◆ Text zum Lesen:
....
24 Jun 2015

Die Deklaration von Delphi

von Redaktion

 

Über Griechenland und Europa

Europäische Regierungen, europäische Institutionen und der IWF üben jetzt in enger Zusammenarbeit, wenn nicht überhaupt unter der direkten Kontrolle von großen internationalen Banken und anderen Finanzinstitutionen maximalen Druck einschließlich offener Drohungen, Erpressung sowie einer Rufmord- und Terror-Kommunikationskampagne gegen die vor kurzem gewählte griechische Regierung und gegen das griechische Volk aus.

Sie fordern von der gewählten Regierung Griechenlands, das „Sanierungsprogramm“ und die angeblichen „Reformen“ fortzusetzen, die im Mai 2010 diesem Land auferlegt worden sind, angeblich um ihm zu „helfen“ und es zu „retten.“

Als Resultat dieses Programms hat Griechenland, die bei weitem größte wirtschaftliche, soziale und politische Katastrophe in der Geschichte Westeuropas seit 1945 erlebt. Es hat 27% seines Bruttoinlandsprodukts verloren, was mehr ist als die materiellen Verluste Frankreichs oder Deutschlands im Ersten Weltkrieg. Der Lebensstandard ist steil abgefallen, das System der sozialen Wohlfahrt ist so gut wie zerstört. Die Griechen haben gesehen, wie Rechte, die im Lauf eines Jahrhunderts durch Kämpfe errungen worden sind, einkassiert wurden. Ganze soziale Schichten wurden völlig zerstört, mehr und mehr Griechen stürzen sich von ihren Balkonen, um ein Leben voller Elend und Hoffnungslosigkeit zu beenden. Jede talentierte Person verlässt das Land, wenn sie kann. Die Demokratie wurde unter der Herrschaft einer „Troika,“ die als kollektiver Wirtschaftsmörder agiert, eine Art von Kafkas „Gericht,“ in eine reine Formalität umgewandelt in genau dem Land, in dem sie geboren wurde! Die Griechen erleben jetzt dasselbe Gefühl der Unsicherheit in Bezug auf alle Basisnotwendigkeiten ihres Lebens, das die Franzosen 1940 erlebt haben, die Deutschen 1945 und die Sowjets 1991. Im selben Zeitraum wurden die beiden Probleme, gegen die sich dieses Programm angeblich richten sollte, nämlich die Staatsschulden Griechenlands und die Wettbewerbsfähigkeit der griechischen Wirtschaft, massiv verschärft.
....
◆ Auftrag 1: Zitiere den Text über Griechenland und Europa vollständig und ohne jede Änderung.
Zwischen dem Text und den Einträgen besteht kein Zusammenhang.

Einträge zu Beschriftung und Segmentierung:
....
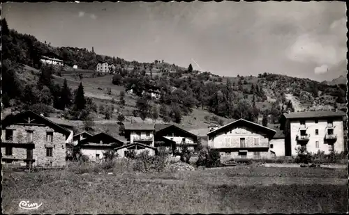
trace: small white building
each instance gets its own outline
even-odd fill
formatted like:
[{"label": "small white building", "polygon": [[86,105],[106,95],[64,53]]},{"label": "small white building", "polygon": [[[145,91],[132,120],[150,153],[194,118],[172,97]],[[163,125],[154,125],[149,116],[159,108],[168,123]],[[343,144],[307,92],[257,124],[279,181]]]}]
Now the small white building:
[{"label": "small white building", "polygon": [[123,145],[124,142],[105,133],[99,133],[80,141],[75,148],[80,149],[81,154],[87,156],[91,161],[99,163],[106,152]]},{"label": "small white building", "polygon": [[217,149],[223,159],[274,156],[269,147],[269,142],[276,133],[274,129],[244,119],[209,129],[208,146]]},{"label": "small white building", "polygon": [[40,59],[40,61],[41,61],[41,63],[43,63],[43,64],[64,65],[64,62],[62,60],[57,58],[48,57],[48,56],[42,56],[41,58]]},{"label": "small white building", "polygon": [[128,157],[131,152],[134,152],[137,154],[146,150],[149,151],[149,155],[155,155],[156,148],[154,148],[154,124],[125,124],[125,137],[128,143],[115,148],[119,157]]},{"label": "small white building", "polygon": [[303,147],[309,152],[329,154],[345,150],[343,111],[321,111],[284,113],[280,120],[285,134],[286,156],[297,156]]}]

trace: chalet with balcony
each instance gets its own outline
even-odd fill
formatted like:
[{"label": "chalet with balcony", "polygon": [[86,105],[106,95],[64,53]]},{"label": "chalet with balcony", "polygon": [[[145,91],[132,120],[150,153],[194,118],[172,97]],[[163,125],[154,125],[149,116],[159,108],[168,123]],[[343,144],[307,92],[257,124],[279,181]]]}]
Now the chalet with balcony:
[{"label": "chalet with balcony", "polygon": [[123,145],[124,142],[110,135],[99,133],[94,136],[88,136],[80,141],[75,148],[80,150],[81,155],[87,156],[90,161],[100,163],[107,151],[113,151],[115,148]]},{"label": "chalet with balcony", "polygon": [[125,124],[125,137],[127,143],[116,148],[114,150],[119,157],[127,157],[131,153],[136,154],[148,151],[149,155],[155,155],[157,150],[154,147],[155,127],[154,124]]},{"label": "chalet with balcony", "polygon": [[274,129],[244,119],[209,129],[208,146],[218,150],[223,159],[274,156],[269,144],[276,133]]},{"label": "chalet with balcony", "polygon": [[115,71],[116,66],[112,63],[107,61],[98,61],[96,65],[96,71],[102,73],[110,73]]},{"label": "chalet with balcony", "polygon": [[191,151],[197,149],[198,137],[174,125],[156,124],[155,132],[155,147],[158,149],[163,148],[171,154],[176,149],[180,151],[183,145]]},{"label": "chalet with balcony", "polygon": [[299,147],[313,153],[343,152],[345,116],[344,112],[332,111],[284,113],[280,122],[285,135],[285,155],[297,156]]},{"label": "chalet with balcony", "polygon": [[1,123],[1,162],[11,166],[64,166],[73,132],[31,110]]}]

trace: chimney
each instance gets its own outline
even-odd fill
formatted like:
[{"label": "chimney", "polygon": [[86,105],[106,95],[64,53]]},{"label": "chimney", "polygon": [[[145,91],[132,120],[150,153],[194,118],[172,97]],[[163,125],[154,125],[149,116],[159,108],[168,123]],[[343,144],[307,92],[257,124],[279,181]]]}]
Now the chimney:
[{"label": "chimney", "polygon": [[287,113],[291,113],[291,109],[290,108],[287,108]]},{"label": "chimney", "polygon": [[218,129],[218,125],[211,125],[209,126],[209,132],[214,131]]}]

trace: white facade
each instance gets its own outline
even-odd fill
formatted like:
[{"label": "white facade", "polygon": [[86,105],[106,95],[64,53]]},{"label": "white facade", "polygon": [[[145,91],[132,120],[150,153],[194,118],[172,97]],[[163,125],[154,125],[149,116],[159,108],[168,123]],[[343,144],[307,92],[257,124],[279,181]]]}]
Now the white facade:
[{"label": "white facade", "polygon": [[270,140],[269,151],[274,157],[285,156],[285,138]]},{"label": "white facade", "polygon": [[44,64],[50,64],[50,65],[63,65],[63,61],[57,58],[52,58],[46,56],[41,56],[41,59],[40,59]]},{"label": "white facade", "polygon": [[96,149],[81,149],[81,154],[86,155],[89,157],[89,161],[99,163],[102,160],[103,153],[107,151],[106,150],[96,150]]},{"label": "white facade", "polygon": [[271,152],[273,150],[269,148],[269,137],[266,134],[243,125],[232,125],[229,129],[221,128],[215,129],[216,134],[208,134],[208,146],[218,150],[223,160],[271,158],[276,156],[276,153]]},{"label": "white facade", "polygon": [[151,142],[151,147],[154,146],[154,132],[153,131],[131,131],[130,143],[133,143],[138,141]]},{"label": "white facade", "polygon": [[107,62],[98,63],[96,70],[98,72],[109,73],[110,71],[115,70],[115,65],[114,64],[109,64]]},{"label": "white facade", "polygon": [[332,122],[327,122],[326,119],[292,120],[290,123],[292,155],[297,155],[296,148],[302,145],[306,146],[309,152],[316,153],[318,150],[326,154],[332,150],[338,153],[343,152],[343,121],[334,120]]}]

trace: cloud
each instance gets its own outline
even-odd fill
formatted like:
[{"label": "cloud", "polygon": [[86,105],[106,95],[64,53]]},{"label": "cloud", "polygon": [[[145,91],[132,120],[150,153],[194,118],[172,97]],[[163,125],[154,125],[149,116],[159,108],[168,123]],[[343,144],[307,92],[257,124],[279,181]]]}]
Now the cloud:
[{"label": "cloud", "polygon": [[292,61],[316,65],[315,74],[327,72],[327,69],[346,58],[346,19],[334,20],[322,33],[309,32],[300,35],[288,47],[286,56]]},{"label": "cloud", "polygon": [[79,12],[79,17],[82,17],[85,15],[85,13],[84,11]]},{"label": "cloud", "polygon": [[93,13],[92,13],[92,14],[91,14],[91,15],[89,15],[89,17],[91,17],[91,19],[97,19],[97,17],[96,17],[94,14],[93,14]]},{"label": "cloud", "polygon": [[316,67],[314,69],[315,74],[324,74],[327,72],[327,71],[328,71],[328,66],[325,64],[319,67]]}]

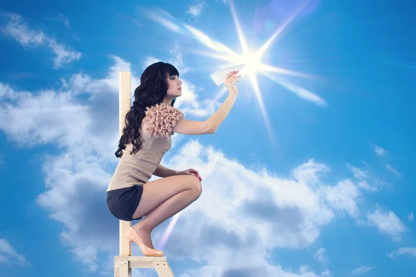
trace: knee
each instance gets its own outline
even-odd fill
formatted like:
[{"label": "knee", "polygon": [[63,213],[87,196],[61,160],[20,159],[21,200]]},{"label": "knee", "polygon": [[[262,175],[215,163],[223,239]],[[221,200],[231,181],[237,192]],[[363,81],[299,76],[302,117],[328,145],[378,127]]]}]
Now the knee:
[{"label": "knee", "polygon": [[191,176],[191,189],[195,192],[195,197],[198,199],[202,193],[202,186],[197,177]]}]

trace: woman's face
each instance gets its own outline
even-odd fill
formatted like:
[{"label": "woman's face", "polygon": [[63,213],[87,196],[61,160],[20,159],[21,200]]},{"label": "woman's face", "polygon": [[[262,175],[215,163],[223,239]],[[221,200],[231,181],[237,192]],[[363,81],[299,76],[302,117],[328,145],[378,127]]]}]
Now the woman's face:
[{"label": "woman's face", "polygon": [[166,95],[171,97],[178,97],[182,95],[182,89],[180,85],[182,81],[177,78],[177,75],[174,75],[167,78],[168,91]]}]

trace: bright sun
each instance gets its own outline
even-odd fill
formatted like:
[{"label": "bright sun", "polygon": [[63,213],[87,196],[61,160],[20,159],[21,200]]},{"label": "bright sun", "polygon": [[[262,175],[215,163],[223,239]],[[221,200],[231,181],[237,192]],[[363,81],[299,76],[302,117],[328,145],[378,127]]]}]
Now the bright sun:
[{"label": "bright sun", "polygon": [[244,71],[249,74],[254,74],[261,66],[260,57],[256,53],[249,53],[241,57],[241,63],[245,64]]}]

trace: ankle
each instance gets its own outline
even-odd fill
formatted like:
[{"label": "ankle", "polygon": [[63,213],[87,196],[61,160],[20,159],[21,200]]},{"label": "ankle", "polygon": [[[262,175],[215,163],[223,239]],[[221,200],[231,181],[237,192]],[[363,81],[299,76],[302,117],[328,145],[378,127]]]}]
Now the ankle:
[{"label": "ankle", "polygon": [[136,230],[136,231],[141,231],[149,233],[152,231],[152,230],[150,230],[150,228],[144,224],[142,222],[137,223],[132,227],[135,230]]}]

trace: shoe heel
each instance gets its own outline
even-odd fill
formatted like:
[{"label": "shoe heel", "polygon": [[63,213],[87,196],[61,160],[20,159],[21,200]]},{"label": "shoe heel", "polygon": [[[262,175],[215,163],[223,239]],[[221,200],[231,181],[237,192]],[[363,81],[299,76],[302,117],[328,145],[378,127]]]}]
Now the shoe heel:
[{"label": "shoe heel", "polygon": [[139,235],[137,232],[136,232],[136,230],[135,230],[132,227],[129,228],[128,231],[125,234],[125,236],[127,240],[129,242],[128,249],[130,250],[130,253],[132,253],[132,242],[135,242],[139,247],[139,248],[141,251],[141,253],[143,253],[143,255],[144,256],[153,257],[163,256],[163,251],[160,250],[153,249],[146,247],[144,244],[144,243],[143,243],[143,242],[141,241],[141,239],[140,238],[140,236]]}]

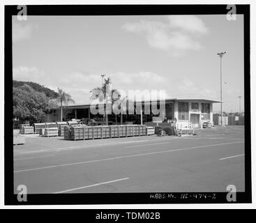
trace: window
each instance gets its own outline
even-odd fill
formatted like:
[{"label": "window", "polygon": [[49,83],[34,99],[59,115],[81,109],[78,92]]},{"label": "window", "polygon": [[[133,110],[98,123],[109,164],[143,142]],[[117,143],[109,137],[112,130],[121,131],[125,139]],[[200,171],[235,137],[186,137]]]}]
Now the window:
[{"label": "window", "polygon": [[202,103],[202,113],[210,113],[210,104]]},{"label": "window", "polygon": [[198,110],[198,103],[192,102],[191,109]]},{"label": "window", "polygon": [[188,102],[178,103],[179,120],[188,120]]},{"label": "window", "polygon": [[202,103],[201,112],[203,120],[210,119],[210,104]]}]

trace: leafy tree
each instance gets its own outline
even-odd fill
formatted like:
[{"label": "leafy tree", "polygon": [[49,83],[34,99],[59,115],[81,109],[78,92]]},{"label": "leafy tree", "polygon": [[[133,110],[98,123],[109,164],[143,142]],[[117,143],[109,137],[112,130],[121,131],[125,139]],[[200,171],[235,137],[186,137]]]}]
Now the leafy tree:
[{"label": "leafy tree", "polygon": [[61,121],[62,121],[62,109],[63,105],[68,105],[69,102],[75,103],[75,101],[71,98],[71,95],[66,93],[65,91],[58,88],[58,97],[57,98],[58,102],[61,103]]},{"label": "leafy tree", "polygon": [[47,97],[56,98],[58,96],[58,93],[57,92],[45,87],[44,86],[40,85],[39,84],[31,82],[13,81],[13,86],[14,88],[21,87],[25,84],[30,86],[36,91],[44,93]]},{"label": "leafy tree", "polygon": [[29,85],[13,88],[13,97],[14,118],[39,122],[50,111],[49,98]]}]

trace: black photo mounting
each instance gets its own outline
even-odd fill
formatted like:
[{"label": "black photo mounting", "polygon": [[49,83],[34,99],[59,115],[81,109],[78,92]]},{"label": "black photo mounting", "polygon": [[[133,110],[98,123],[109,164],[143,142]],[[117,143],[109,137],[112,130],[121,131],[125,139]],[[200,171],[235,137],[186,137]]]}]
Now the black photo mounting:
[{"label": "black photo mounting", "polygon": [[[20,8],[20,9],[19,9]],[[13,42],[12,17],[20,10],[18,6],[5,6],[5,124],[4,171],[6,205],[76,205],[136,203],[251,203],[251,134],[250,90],[250,6],[236,5],[236,14],[243,15],[244,54],[244,144],[245,192],[237,192],[236,201],[228,201],[227,192],[152,191],[128,193],[28,194],[27,201],[19,201],[14,193],[13,132]],[[227,5],[27,5],[27,16],[107,16],[166,15],[226,15]],[[51,35],[51,33],[49,33]],[[221,35],[221,33],[220,33]],[[232,38],[232,37],[231,37]],[[193,104],[193,109],[198,109]],[[53,112],[52,112],[53,113]],[[120,118],[119,117],[118,118]],[[195,117],[196,118],[196,117]],[[65,164],[65,163],[61,163]],[[86,167],[84,167],[86,168]],[[163,176],[164,177],[164,176]],[[174,179],[175,180],[175,179]]]}]

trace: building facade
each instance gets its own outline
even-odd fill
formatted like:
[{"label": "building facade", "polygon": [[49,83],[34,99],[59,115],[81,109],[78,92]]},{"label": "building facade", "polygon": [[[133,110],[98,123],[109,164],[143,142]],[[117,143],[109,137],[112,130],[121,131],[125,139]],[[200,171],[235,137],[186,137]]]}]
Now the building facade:
[{"label": "building facade", "polygon": [[[183,128],[191,125],[195,128],[202,128],[204,122],[213,123],[213,103],[219,103],[220,101],[206,99],[166,99],[165,101],[149,102],[150,111],[145,112],[145,105],[149,102],[134,102],[135,110],[136,106],[142,107],[142,112],[134,112],[133,114],[126,114],[108,115],[110,123],[145,123],[146,122],[165,122],[167,120],[176,120],[176,124]],[[160,104],[165,103],[165,108],[160,109],[158,114],[152,112],[152,105],[156,104],[160,109]],[[149,106],[149,105],[147,105]],[[128,110],[128,109],[127,109]],[[146,113],[146,114],[145,114]],[[103,115],[93,115],[90,112],[90,105],[69,105],[63,107],[63,121],[69,121],[72,118],[82,119],[84,121],[93,119],[103,119]],[[61,109],[56,108],[51,110],[51,113],[45,116],[43,122],[61,121]]]}]

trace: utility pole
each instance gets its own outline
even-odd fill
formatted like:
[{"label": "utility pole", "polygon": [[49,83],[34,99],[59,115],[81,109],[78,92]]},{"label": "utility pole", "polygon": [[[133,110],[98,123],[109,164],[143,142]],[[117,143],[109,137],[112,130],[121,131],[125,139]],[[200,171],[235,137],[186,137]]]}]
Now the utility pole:
[{"label": "utility pole", "polygon": [[103,79],[103,84],[104,84],[104,77],[106,75],[101,75],[100,76],[101,76],[101,77],[102,77],[102,79]]},{"label": "utility pole", "polygon": [[239,116],[241,116],[241,98],[242,98],[242,96],[238,96],[238,98],[239,98]]},{"label": "utility pole", "polygon": [[223,56],[225,54],[226,54],[227,52],[223,52],[220,53],[218,53],[217,55],[220,57],[220,115],[221,115],[221,120],[220,120],[220,124],[221,126],[223,125],[223,71],[222,71],[222,59]]}]

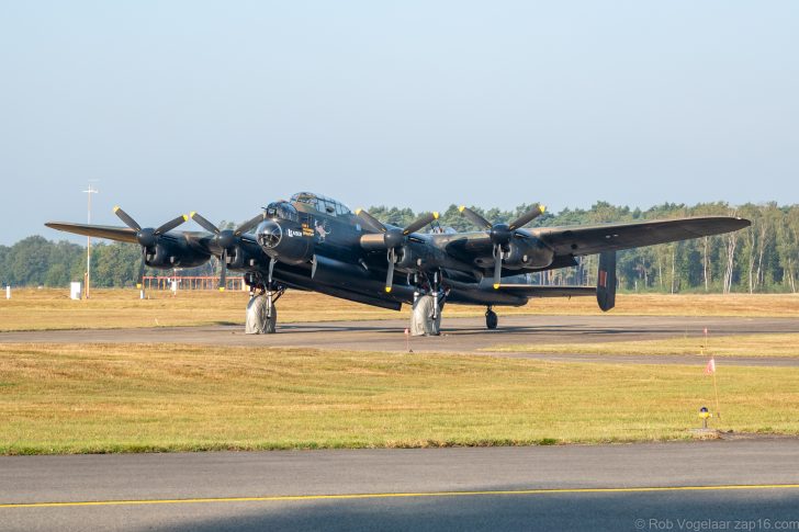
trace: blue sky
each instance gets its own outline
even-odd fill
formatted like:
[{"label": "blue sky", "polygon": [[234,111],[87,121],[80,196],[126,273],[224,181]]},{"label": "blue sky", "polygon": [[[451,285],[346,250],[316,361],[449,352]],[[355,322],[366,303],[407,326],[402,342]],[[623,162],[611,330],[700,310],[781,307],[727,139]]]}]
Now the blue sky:
[{"label": "blue sky", "polygon": [[799,202],[799,3],[0,2],[0,244],[47,219]]}]

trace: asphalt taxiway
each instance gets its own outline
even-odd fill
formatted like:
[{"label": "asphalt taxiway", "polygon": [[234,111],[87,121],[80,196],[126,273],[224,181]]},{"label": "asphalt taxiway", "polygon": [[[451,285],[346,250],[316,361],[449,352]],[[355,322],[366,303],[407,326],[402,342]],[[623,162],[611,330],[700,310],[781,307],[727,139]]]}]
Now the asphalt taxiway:
[{"label": "asphalt taxiway", "polygon": [[[48,330],[0,333],[0,343],[189,343],[210,346],[303,347],[365,351],[407,351],[405,319],[371,321],[318,321],[281,324],[277,335],[251,336],[241,326],[157,327],[142,329]],[[799,332],[794,318],[677,317],[677,316],[505,316],[495,330],[484,319],[447,318],[440,337],[414,337],[414,352],[459,352],[540,360],[618,363],[696,363],[702,329],[712,338],[727,335]],[[592,354],[542,354],[542,343],[593,343],[694,337],[695,356],[627,356]],[[492,348],[530,346],[522,352],[499,352]],[[799,365],[799,358],[725,356],[736,365]]]},{"label": "asphalt taxiway", "polygon": [[4,456],[0,529],[798,530],[797,464],[792,438]]}]

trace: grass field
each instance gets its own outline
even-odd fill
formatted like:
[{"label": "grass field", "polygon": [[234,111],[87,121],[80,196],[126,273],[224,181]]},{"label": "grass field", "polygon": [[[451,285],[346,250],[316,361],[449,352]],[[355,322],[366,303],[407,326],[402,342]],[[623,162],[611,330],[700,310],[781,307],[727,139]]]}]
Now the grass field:
[{"label": "grass field", "polygon": [[[95,290],[88,301],[71,301],[66,290],[15,290],[0,299],[0,331],[94,329],[120,327],[243,324],[248,295],[244,292],[150,292],[139,299],[135,290]],[[281,322],[363,320],[406,317],[342,299],[305,292],[286,292],[279,303]],[[593,297],[532,299],[524,307],[502,307],[500,315],[596,315]],[[449,316],[482,316],[484,307],[449,305]],[[617,297],[612,314],[650,316],[753,316],[799,318],[799,295],[627,295]]]},{"label": "grass field", "polygon": [[[189,346],[0,344],[0,453],[690,438],[694,366]],[[799,369],[723,367],[721,420],[799,433]]]},{"label": "grass field", "polygon": [[705,339],[693,335],[665,340],[596,343],[537,343],[534,346],[497,346],[485,351],[536,352],[547,354],[696,354],[714,356],[799,356],[799,335],[741,335]]}]

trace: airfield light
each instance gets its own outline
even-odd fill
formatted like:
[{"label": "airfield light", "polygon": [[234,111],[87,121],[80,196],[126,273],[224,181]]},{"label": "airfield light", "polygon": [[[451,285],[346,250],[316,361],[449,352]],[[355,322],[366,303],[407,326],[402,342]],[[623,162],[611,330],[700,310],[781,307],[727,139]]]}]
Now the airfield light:
[{"label": "airfield light", "polygon": [[713,417],[712,414],[708,410],[708,407],[704,406],[699,409],[699,419],[702,420],[702,429],[708,428],[708,418]]}]

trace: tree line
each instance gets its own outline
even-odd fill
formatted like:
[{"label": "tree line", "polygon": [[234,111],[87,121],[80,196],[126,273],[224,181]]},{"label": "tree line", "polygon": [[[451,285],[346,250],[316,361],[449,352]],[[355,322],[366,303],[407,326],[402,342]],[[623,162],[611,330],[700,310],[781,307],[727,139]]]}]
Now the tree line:
[{"label": "tree line", "polygon": [[[494,223],[509,222],[531,208],[522,204],[510,211],[472,207]],[[371,207],[369,212],[384,223],[409,224],[420,213],[410,208]],[[588,210],[564,208],[544,213],[530,226],[567,226],[609,222],[635,222],[682,216],[725,215],[752,220],[741,231],[682,242],[622,251],[618,257],[619,288],[627,292],[797,292],[799,262],[799,205],[776,203],[725,203],[694,206],[664,203],[642,211],[598,202]],[[476,230],[455,205],[441,213],[439,224],[458,231]],[[222,223],[221,226],[230,226]],[[92,285],[98,287],[133,286],[136,282],[140,249],[132,244],[92,244]],[[81,281],[86,271],[86,247],[66,240],[52,241],[32,236],[13,246],[0,246],[0,282],[12,286],[67,286]],[[164,271],[148,270],[148,274]],[[212,259],[203,267],[182,274],[215,275],[218,264]],[[586,257],[578,267],[533,275],[544,284],[593,284],[596,257]]]}]

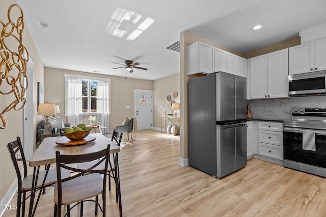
....
◆ Auftrag 2: Ändere in den Einträgen den Abschnitt von der Zeile mit „trace: leafy tree“ bis einschließlich der Zeile mit „Now the leafy“, indem du „even-odd fill“ durch „nonzero fill“ ersetzt. Gib nur diese Zeilen wieder und lass alles andere unverändert.

◆ Antwort 1:
24 Jun 2015

Die Deklaration von Delphi

von Redaktion

 

Über Griechenland und Europa

Europäische Regierungen, europäische Institutionen und der IWF üben jetzt in enger Zusammenarbeit, wenn nicht überhaupt unter der direkten Kontrolle von großen internationalen Banken und anderen Finanzinstitutionen maximalen Druck einschließlich offener Drohungen, Erpressung sowie einer Rufmord- und Terror-Kommunikationskampagne gegen die vor kurzem gewählte griechische Regierung und gegen das griechische Volk aus.

Sie fordern von der gewählten Regierung Griechenlands, das „Sanierungsprogramm“ und die angeblichen „Reformen“ fortzusetzen, die im Mai 2010 diesem Land auferlegt worden sind, angeblich um ihm zu „helfen“ und es zu „retten.“

Als Resultat dieses Programms hat Griechenland, die bei weitem größte wirtschaftliche, soziale und politische Katastrophe in der Geschichte Westeuropas seit 1945 erlebt. Es hat 27% seines Bruttoinlandsprodukts verloren, was mehr ist als die materiellen Verluste Frankreichs oder Deutschlands im Ersten Weltkrieg. Der Lebensstandard ist steil abgefallen, das System der sozialen Wohlfahrt ist so gut wie zerstört. Die Griechen haben gesehen, wie Rechte, die im Lauf eines Jahrhunderts durch Kämpfe errungen worden sind, einkassiert wurden. Ganze soziale Schichten wurden völlig zerstört, mehr und mehr Griechen stürzen sich von ihren Balkonen, um ein Leben voller Elend und Hoffnungslosigkeit zu beenden. Jede talentierte Person verlässt das Land, wenn sie kann. Die Demokratie wurde unter der Herrschaft einer „Troika,“ die als kollektiver Wirtschaftsmörder agiert, eine Art von Kafkas „Gericht,“ in eine reine Formalität umgewandelt in genau dem Land, in dem sie geboren wurde! Die Griechen erleben jetzt dasselbe Gefühl der Unsicherheit in Bezug auf alle Basisnotwendigkeiten ihres Lebens, das die Franzosen 1940 erlebt haben, die Deutschen 1945 und die Sowjets 1991. Im selben Zeitraum wurden die beiden Probleme, gegen die sich dieses Programm angeblich richten sollte, nämlich die Staatsschulden Griechenlands und die Wettbewerbsfähigkeit der griechischen Wirtschaft, massiv verschärft.

◆ Antwort 2:
trace: leafy tree
each instance gets its own outline
nonzero fill
formatted like:
[{"label": "leafy tree", "polygon": [[49,83],[34,99],[59,115],[81,109],[78,92]]},{"label": "leafy tree", "polygon": [[[133,110],[98,123],[109,164],[143,142]],[[117,143],[109,137],[112,130],[121,131],[125,139]],[[200,171],[235,137],[186,137]]]}]
Now the leafy tree:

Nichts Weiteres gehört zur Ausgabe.